--- Extract provided Enclosed Below ---

If you are providing healthcare for a woman who is pregnant, you may get questions about food and nutrition. Pregnancy is an important time for both mom (and baby!) to get good nutrition, but circumstances like food aversions, food cravings, and traveling while pregnant might make getting good nutrition a bit more challenging. The NUTRI-FACTS team sat down with Tori Schmitt, registered dietitian and new mom, to answer popular prenatal nutrition questions.

NF: For a woman who has food aversions, food cravings and occasional nausea in pregnancy, is it possible for her to eat healthy while she’s pregnant?
TS: Absolutely! Eating healthy during pregnancy can sometimes be a challenge.  Just remember to remind your patients: balance is possible, even with food aversions, food cravings and occasional nausea.  

When able, a pregnant mom may be able to better approach mealtime when she focuses on the nutrient-rich foods she can add to her plate. Complementing a pizza slice with a side salad, mixing in almond butter and blueberries to yogurt or oatmeal, and adding in some veggies with hummus for a snack can surely make a positive difference in her total nutrient consumption. 

For assisting patients with food aversions, remember that one food can be prepared in multiple ways! So, perhaps it's not the entire vegetable food group that an expecting mom has a food aversion to, but maybe it's just that for the time being she can't stomach eating raw vegetables. That's okay!  In the meantime, she can eat vegetables cooked, pureed, in a soup, as part of a slow cooker meal, or in any other form she can tolerate. It can help her if she gets very particular with what she doesn't want to eat, and looks to alternatives when available.

It can be important to remind pregnant women that food cravings are often part of the pregnancy journey, too!  Crave-worthy foods can be eaten in balanced, respectful portions – and satiety can be maximized by ensuring that the eating occasion that includes some protein and fiber, too.

Q: How can a woman keep her nutrient supply up when traveling during pregnancy?
A: Remind her to keep it simple: focus on the fundamentals like drinking enough water, eating a balanced breakfast, and selecting a nutrient-rich dinner entrée while at restaurants or traveling. If a pregnant woman is not sure where or when food will be available while she’s away from home, she can pack healthy, portable snacks like homemade trail mix, bananas with peanut butter, or store-bought protein bars so that she always has options at her fingertips for when hunger strikes.  Fresh produce purchased at a local grocery store or farmer’s market while away from home is a good idea, too – just remember to remind her to wash her produce before eating it! Food safety is still of utmost importance during pregnancy, and that includes being extra food safe when away from home!

Q: What nutrients should be on a mother’s radar to help support a healthy pregnancy?
All essential vitamins and minerals should be on a mother’s radar! In pregnancy, the necessary amount of total calories and several nutrients increase. Of particular significance are nutrients including iron, folate, calcium, vitamin D, iodine, omega-3s and choline.A pregnant woman should follow a healthy, balanced eating pattern that optimizes her consumption of these important nutrients. Also, she should consider taking a prenatal vitamin that offers these nutrients plus others that are recommended by her physician.

Q: What are choline and omega-3s, and why are they important during pregnancy?

--- End of Enclosed Extract provided ---
--- Entries supplied Enclosed Below ---

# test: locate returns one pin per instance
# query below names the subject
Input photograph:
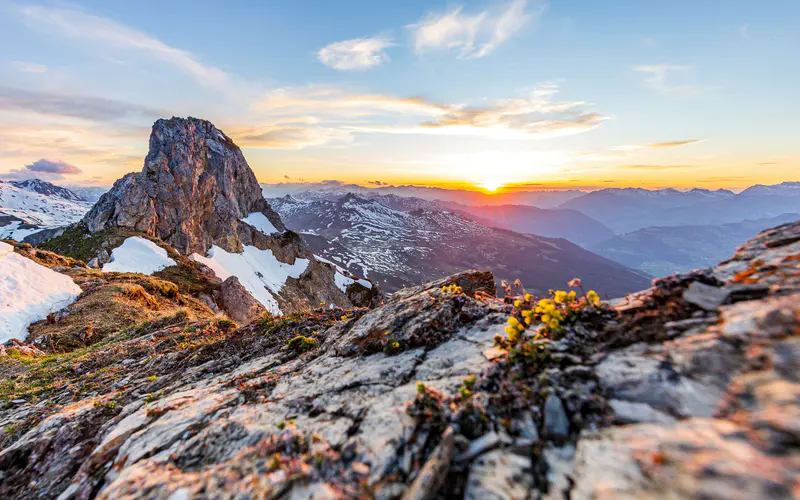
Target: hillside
(686, 388)
(24, 212)
(665, 250)
(571, 225)
(398, 249)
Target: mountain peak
(193, 191)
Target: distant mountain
(398, 248)
(89, 193)
(667, 250)
(47, 189)
(756, 202)
(568, 224)
(628, 209)
(24, 212)
(330, 190)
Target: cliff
(687, 389)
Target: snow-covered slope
(47, 189)
(397, 248)
(34, 211)
(138, 255)
(258, 271)
(29, 292)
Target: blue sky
(564, 93)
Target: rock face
(238, 303)
(658, 397)
(196, 190)
(193, 191)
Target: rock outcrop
(193, 191)
(197, 191)
(689, 389)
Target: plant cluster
(552, 313)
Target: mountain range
(402, 248)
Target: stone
(499, 475)
(705, 296)
(239, 303)
(556, 422)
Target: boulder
(239, 303)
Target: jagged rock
(710, 410)
(556, 422)
(238, 303)
(499, 475)
(194, 189)
(705, 296)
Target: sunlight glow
(492, 185)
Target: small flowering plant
(550, 313)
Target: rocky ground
(688, 389)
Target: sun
(492, 185)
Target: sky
(481, 94)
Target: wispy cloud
(27, 67)
(655, 167)
(660, 77)
(43, 169)
(472, 35)
(88, 108)
(656, 145)
(537, 115)
(355, 54)
(106, 33)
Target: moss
(301, 344)
(138, 293)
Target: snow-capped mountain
(397, 248)
(24, 212)
(47, 189)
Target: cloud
(658, 77)
(656, 167)
(43, 169)
(537, 115)
(29, 67)
(87, 108)
(355, 54)
(472, 35)
(103, 32)
(656, 145)
(289, 137)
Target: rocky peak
(193, 191)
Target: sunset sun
(492, 185)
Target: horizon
(490, 96)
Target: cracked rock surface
(666, 395)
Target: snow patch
(29, 292)
(260, 222)
(343, 282)
(138, 255)
(258, 271)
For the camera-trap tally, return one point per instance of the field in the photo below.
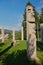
(16, 55)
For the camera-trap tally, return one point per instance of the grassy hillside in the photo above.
(16, 55)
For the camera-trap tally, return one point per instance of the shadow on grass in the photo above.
(1, 53)
(40, 45)
(19, 58)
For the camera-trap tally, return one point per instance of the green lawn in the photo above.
(16, 55)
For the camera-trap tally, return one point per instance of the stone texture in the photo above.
(41, 32)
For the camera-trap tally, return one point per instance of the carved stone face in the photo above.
(30, 14)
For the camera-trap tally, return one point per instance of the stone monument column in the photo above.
(13, 30)
(22, 37)
(2, 31)
(31, 33)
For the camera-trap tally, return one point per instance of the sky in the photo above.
(11, 12)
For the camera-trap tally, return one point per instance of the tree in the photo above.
(36, 21)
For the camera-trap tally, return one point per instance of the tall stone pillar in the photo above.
(22, 37)
(41, 32)
(31, 37)
(13, 35)
(2, 31)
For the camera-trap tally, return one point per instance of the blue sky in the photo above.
(11, 12)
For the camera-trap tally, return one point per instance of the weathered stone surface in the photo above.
(41, 32)
(2, 31)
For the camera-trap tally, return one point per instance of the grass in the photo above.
(16, 55)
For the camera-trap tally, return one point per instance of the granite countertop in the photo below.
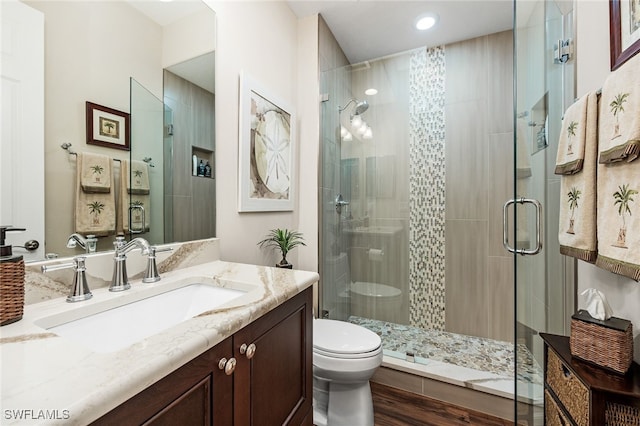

--- End of Enclosed Entries supplied ---

• What the task asks:
From the prenatal nutrition interview above, reproduce word for word the part that opens with the words "It can be important" and closes with "traveling during pregnancy?".

• Task answer:
It can be important to remind pregnant women that food cravings are often part of the pregnancy journey, too!  Crave-worthy foods can be eaten in balanced, respectful portions – and satiety can be maximized by ensuring that the eating occasion that includes some protein and fiber, too.

Q: How can a woman keep her nutrient supply up when traveling during pregnancy?